INSTRUCTIONS -
[A] For the acetaminophen liver injury text, decide whether each statement agrees with it, answering yes or no and quoting the deciding words: (i) At therapeutic doses, more than 90% of APAP is glucuronidated or sulfated in the liver. (ii) Significant caspase activation has been detected after APAP overdose. (iii) In humans, plasma enzyme activity peaks around 12h after ingestion.
[B] According to the acetaminophen liver injury text, which intermembrane proteins translocate to the nucleus and induce DNA fragmentation?

DOCUMENT SEGMENT -
§

Keywords: Acetaminophen, drug-induced liver injury; oncotic necrosis; apoptosis; oxidant stress; acute liver failure; mitochondrial dysfunction; protein adducts
Introduction
Acetaminophen (APAP) is a widely used over-the-counter analgesic and antipyretic drug, and is a common component of opioid-containing prescription formulations. Though safe at therapeutic levels, overdose of APAP causes liver injury and is the foremost cause of acute liver failure in the US and the UK.1 At therapeutic doses, >90% of the drug is glucuronidated or sulfated in the liver and subsequently excreted. The remainder is metabolized by cytochromes P450 (CYP450) to the electrophilic intermediate N-acetyl-p-benzoquinoneimine (NAPQI), which can be neutralized by conjugation with glutathione.2 However, after an overdose of APAP, formation of NAPQI exceeds the detoxification capacity of glutathione, resulting in covalent binding to cellular proteins.3 Although the overall protein binding caused by an overdose of APAP or its isomer 3'-hydroxyacetanilide is similar and many adducted proteins have been identified, toxicity only occurred with APAP, which shows greater binding to mitochondrial proteins.3–6 The subsequent mitochondrial dysfunction leads to inhibition of mitochondrial respiration,7 ATP depletion,8 and formation of reactive oxygen8 and peroxynitrite9 (ROS and RNS) inside mitochondria. The oxidant stress is involved in activation of the c-jun-N-terminal kinase (JNK) pathway10 and eventually triggers the opening of the mitochondrial membrane permeability transition (MPT) pore11 resulting in collapse of the mitochondrial membrane potential.11,12 Mitochondrial matrix swelling and rupture of the outer membrane causes the release of intermembrane proteins including cytochrome c, endonuclease G and apoptosis-inducing factor (AIF).13 Only endonuclease G and AIF translocate to the nucleus and induce DNA fragmentation.14 The severe impairment of aerobic energy metabolism, massive ATP depletion and nuclear DNA damage result in necrotic cell death.15 Despite the release of cytochrome c from mitochondria, no significant activation of caspases has been detected and apoptosis contributes less than 5% to the overall injury in mice.15–17
Most of our present knowledge of APAP hepatotoxicity has been learned from rodent studies in vivo and in primary culture.2,13 However, notable differences exist in the time course of injury between rodents and humans. In particular, increased aminotransferase activity can be detected in rodent plasma within 2–6h of administration of a toxic dose of APAP, with peak activity achieved around 12h.18 In humans, increased plasma enzyme activity is rarely observed before 12–24h following ingestion and does not peak until 48–72h.19 Although such differences between humans and rodents may be mainly due to species differences in metabolic rate and body size, mechanistic dissimilarities cannot be completely ruled out.

§

Stored data entries
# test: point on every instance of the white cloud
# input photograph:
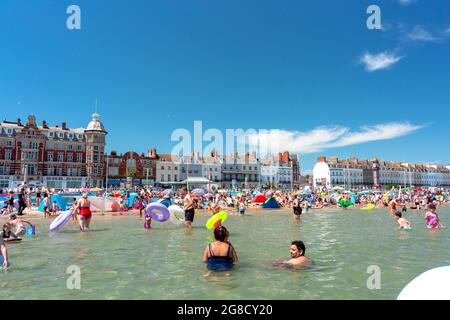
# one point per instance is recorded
(406, 2)
(330, 137)
(420, 34)
(374, 62)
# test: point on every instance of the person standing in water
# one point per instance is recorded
(4, 253)
(297, 208)
(404, 224)
(432, 218)
(220, 255)
(189, 209)
(84, 212)
(298, 258)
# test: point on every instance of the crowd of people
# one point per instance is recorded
(220, 255)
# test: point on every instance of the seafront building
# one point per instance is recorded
(41, 155)
(353, 173)
(53, 156)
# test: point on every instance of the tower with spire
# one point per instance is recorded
(95, 151)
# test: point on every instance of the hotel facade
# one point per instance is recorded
(354, 173)
(52, 156)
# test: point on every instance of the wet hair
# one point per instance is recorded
(221, 233)
(300, 246)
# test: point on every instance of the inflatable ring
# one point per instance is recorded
(176, 214)
(158, 212)
(61, 220)
(369, 207)
(31, 230)
(219, 217)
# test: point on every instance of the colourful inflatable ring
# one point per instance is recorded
(369, 207)
(61, 220)
(158, 212)
(213, 221)
(176, 214)
(31, 230)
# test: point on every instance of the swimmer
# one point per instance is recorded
(6, 234)
(84, 212)
(432, 218)
(4, 253)
(18, 223)
(404, 224)
(297, 208)
(220, 255)
(298, 258)
(148, 221)
(241, 208)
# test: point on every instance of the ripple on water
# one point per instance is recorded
(165, 262)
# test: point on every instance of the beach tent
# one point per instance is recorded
(259, 199)
(271, 204)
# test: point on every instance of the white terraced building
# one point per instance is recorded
(360, 174)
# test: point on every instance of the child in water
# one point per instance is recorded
(148, 221)
(55, 207)
(404, 224)
(432, 218)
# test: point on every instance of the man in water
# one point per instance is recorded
(189, 209)
(298, 258)
(4, 253)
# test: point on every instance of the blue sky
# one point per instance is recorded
(309, 68)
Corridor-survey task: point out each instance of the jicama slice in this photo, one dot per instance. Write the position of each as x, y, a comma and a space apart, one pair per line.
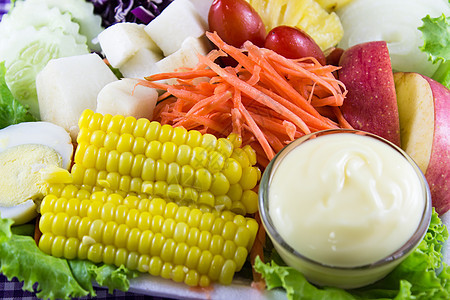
395, 22
27, 52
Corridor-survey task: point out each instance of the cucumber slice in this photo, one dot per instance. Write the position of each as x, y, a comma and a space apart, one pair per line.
27, 14
26, 53
82, 12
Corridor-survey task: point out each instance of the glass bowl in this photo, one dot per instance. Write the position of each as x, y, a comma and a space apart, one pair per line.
329, 274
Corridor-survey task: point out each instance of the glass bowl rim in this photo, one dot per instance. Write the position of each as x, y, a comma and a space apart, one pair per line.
402, 252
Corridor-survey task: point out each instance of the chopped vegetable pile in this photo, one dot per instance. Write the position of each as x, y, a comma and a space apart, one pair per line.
169, 187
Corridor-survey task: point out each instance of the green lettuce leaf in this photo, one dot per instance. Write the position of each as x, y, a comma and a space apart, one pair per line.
436, 35
422, 275
11, 110
56, 278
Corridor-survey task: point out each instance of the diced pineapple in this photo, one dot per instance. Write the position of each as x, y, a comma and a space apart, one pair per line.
69, 85
333, 5
325, 28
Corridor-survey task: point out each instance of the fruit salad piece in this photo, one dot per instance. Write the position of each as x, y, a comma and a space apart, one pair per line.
325, 28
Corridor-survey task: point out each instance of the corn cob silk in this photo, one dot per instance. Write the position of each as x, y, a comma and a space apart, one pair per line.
155, 198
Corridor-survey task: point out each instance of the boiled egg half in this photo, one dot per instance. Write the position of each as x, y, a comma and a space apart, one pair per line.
29, 152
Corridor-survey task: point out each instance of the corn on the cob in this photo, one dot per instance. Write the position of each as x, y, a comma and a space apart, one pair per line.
155, 236
150, 159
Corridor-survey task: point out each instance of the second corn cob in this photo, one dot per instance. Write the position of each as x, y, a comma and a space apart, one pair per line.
155, 236
143, 157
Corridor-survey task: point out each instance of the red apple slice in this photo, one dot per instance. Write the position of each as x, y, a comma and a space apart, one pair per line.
371, 103
424, 110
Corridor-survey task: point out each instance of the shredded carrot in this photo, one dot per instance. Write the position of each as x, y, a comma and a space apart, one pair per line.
267, 99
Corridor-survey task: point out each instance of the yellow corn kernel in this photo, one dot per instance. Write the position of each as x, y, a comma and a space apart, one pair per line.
46, 242
179, 136
166, 270
121, 257
128, 125
199, 158
58, 246
169, 152
224, 147
145, 242
232, 170
216, 266
132, 261
140, 127
105, 122
183, 155
110, 141
153, 131
250, 201
115, 225
194, 138
143, 264
71, 248
168, 250
192, 278
193, 236
95, 253
202, 180
227, 272
209, 142
249, 178
95, 121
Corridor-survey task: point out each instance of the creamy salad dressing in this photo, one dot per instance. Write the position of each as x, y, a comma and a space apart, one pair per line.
345, 200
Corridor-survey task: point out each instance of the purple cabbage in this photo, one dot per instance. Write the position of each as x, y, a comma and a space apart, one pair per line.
137, 11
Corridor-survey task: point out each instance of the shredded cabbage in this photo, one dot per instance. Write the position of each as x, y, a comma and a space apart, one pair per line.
118, 11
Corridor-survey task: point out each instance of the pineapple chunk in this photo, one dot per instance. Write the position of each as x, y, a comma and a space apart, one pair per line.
333, 5
325, 28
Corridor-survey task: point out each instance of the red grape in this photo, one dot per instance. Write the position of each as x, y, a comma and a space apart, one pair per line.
235, 21
292, 42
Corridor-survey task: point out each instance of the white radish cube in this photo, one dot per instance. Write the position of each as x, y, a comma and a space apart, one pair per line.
186, 57
122, 41
69, 85
125, 97
177, 22
142, 64
202, 7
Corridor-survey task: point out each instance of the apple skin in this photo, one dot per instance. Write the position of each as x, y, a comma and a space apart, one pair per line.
431, 100
371, 103
438, 171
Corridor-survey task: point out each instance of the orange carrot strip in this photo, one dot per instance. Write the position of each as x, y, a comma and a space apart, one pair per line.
342, 121
255, 94
319, 123
278, 80
181, 75
234, 52
330, 100
210, 101
290, 129
256, 131
294, 69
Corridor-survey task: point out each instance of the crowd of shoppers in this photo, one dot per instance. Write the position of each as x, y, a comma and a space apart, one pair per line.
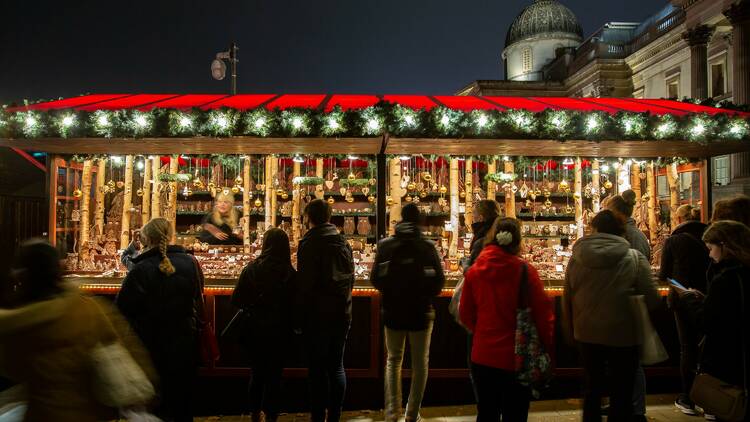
49, 336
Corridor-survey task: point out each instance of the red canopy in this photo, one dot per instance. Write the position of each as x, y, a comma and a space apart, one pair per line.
354, 102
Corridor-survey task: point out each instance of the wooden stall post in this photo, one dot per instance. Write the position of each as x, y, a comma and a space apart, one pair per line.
100, 180
246, 188
577, 196
595, 189
155, 194
173, 167
469, 200
395, 192
270, 192
453, 249
274, 196
674, 198
510, 196
296, 197
652, 225
127, 203
146, 204
85, 203
491, 187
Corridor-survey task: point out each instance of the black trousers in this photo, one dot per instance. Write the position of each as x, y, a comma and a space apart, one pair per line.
621, 363
499, 395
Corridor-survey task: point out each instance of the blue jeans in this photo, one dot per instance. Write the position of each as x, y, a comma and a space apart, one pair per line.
327, 379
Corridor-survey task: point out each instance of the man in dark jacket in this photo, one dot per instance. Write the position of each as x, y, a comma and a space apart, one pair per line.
325, 276
685, 259
409, 274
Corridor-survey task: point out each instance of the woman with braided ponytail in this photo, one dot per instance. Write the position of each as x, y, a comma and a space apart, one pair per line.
158, 297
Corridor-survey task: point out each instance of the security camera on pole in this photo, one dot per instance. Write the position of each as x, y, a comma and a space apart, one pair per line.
219, 68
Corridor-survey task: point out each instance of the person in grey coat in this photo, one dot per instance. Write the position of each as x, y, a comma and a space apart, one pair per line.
602, 274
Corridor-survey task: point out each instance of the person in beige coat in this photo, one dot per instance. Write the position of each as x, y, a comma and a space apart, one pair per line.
602, 274
46, 343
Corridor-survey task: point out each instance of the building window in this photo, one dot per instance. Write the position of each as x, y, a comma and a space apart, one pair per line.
718, 79
527, 59
673, 88
721, 170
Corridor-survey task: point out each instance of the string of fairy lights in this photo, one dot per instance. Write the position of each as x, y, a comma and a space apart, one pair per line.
377, 120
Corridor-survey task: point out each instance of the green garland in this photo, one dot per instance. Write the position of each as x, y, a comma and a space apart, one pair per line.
397, 121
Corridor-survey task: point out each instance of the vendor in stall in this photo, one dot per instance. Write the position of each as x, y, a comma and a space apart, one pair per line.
221, 226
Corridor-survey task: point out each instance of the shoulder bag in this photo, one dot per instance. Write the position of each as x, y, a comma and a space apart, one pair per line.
726, 401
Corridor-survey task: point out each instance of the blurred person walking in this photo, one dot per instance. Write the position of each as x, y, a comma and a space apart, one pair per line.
409, 274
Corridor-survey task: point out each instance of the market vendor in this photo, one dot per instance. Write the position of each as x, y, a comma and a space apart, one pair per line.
221, 226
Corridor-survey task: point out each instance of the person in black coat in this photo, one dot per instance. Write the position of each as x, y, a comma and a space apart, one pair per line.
263, 292
685, 259
158, 297
409, 274
323, 308
722, 317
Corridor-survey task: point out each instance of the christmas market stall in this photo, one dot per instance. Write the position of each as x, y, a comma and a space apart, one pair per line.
116, 161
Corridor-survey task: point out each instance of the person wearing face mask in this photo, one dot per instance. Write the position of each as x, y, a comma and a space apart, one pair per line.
221, 226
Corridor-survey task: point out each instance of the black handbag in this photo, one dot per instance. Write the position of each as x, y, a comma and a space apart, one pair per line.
724, 400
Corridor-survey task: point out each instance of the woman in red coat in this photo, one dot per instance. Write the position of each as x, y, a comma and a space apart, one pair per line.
488, 309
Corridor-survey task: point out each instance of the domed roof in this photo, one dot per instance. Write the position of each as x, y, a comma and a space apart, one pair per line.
541, 17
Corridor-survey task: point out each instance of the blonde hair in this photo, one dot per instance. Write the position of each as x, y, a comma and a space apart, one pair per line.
688, 213
158, 231
232, 219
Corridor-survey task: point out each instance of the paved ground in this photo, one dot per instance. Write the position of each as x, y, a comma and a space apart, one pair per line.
660, 408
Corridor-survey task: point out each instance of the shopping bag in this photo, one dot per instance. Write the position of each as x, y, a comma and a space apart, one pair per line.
652, 350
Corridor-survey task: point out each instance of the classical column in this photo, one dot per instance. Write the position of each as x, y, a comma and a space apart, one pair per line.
697, 38
739, 16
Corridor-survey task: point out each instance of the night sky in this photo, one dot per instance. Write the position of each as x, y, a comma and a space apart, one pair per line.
50, 49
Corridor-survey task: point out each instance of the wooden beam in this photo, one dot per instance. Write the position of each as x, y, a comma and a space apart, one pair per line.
127, 203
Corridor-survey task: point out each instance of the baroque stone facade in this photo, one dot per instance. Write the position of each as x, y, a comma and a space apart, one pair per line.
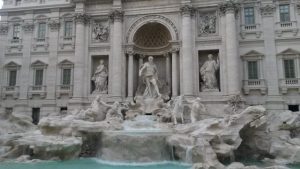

§

ANSWERS FOR THIS EXERCISE -
[A]
(i) Yes: ">90% of the drug is glucuronidated or sulfated in the liver and subsequently excreted"
(ii) No: "no significant activation of caspases has been detected"
(iii) No: "does not peak until 48–72h"

[B] Endonuclease G and apoptosis-inducing factor (AIF).